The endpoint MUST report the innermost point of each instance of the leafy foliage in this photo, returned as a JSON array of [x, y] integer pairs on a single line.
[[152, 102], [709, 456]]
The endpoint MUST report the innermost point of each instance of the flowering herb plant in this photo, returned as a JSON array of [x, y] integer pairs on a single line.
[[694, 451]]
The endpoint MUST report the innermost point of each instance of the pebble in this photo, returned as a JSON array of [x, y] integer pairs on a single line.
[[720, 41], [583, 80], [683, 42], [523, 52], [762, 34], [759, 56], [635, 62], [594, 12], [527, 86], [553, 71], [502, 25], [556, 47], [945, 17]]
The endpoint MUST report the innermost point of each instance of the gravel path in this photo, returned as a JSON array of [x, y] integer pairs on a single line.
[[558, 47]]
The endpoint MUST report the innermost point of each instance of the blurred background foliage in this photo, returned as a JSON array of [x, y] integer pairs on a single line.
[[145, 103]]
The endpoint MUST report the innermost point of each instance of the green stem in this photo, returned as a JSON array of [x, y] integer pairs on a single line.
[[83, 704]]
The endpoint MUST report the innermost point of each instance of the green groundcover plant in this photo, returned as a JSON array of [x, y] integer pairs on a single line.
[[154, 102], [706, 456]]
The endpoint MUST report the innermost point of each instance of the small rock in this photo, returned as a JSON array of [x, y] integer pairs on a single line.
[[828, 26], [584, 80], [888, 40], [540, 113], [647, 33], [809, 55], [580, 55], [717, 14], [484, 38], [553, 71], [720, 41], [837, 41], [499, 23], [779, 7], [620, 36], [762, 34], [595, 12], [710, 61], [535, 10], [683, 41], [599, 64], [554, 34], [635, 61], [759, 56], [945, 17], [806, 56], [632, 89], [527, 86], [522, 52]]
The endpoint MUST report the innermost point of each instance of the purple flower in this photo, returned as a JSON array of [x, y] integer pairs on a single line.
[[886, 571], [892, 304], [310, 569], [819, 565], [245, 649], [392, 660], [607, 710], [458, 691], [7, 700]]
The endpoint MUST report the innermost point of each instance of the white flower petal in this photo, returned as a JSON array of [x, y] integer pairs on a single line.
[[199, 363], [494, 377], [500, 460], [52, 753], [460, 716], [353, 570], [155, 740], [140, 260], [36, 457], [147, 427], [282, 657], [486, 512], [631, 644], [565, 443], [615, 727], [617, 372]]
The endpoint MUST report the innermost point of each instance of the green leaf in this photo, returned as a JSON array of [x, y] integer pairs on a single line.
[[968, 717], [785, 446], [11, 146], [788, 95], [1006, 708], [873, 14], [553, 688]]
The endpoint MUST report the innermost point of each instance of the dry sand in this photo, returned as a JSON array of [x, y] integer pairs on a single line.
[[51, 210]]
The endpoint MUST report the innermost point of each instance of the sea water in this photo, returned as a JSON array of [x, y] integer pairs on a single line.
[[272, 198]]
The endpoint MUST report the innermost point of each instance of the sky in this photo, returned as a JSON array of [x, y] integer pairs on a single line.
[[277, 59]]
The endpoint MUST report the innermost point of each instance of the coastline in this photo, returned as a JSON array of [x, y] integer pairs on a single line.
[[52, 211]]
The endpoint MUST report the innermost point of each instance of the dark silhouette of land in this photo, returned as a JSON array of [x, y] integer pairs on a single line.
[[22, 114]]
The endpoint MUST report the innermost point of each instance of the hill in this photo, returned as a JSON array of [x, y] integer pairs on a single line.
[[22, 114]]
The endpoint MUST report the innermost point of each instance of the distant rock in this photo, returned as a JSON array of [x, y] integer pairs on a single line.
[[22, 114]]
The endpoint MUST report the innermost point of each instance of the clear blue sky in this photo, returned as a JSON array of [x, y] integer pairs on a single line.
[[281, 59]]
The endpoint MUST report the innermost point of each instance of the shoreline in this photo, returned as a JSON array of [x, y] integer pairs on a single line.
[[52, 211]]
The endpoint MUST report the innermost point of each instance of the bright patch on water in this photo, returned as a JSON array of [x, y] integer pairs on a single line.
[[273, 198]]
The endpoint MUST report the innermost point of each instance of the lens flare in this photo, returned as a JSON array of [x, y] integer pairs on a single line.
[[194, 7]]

## Task goal
Could you write out the material again from its start through the line containing "[[152, 102], [709, 456]]", request included, with every coordinate in the answer shifted by -5?

## Worked answer
The endpoint MUST report the innermost point of each instance of the leafy foliage in this photo, returned as a JSON array of [x, y] integer pairs on a single line.
[[147, 97], [704, 451]]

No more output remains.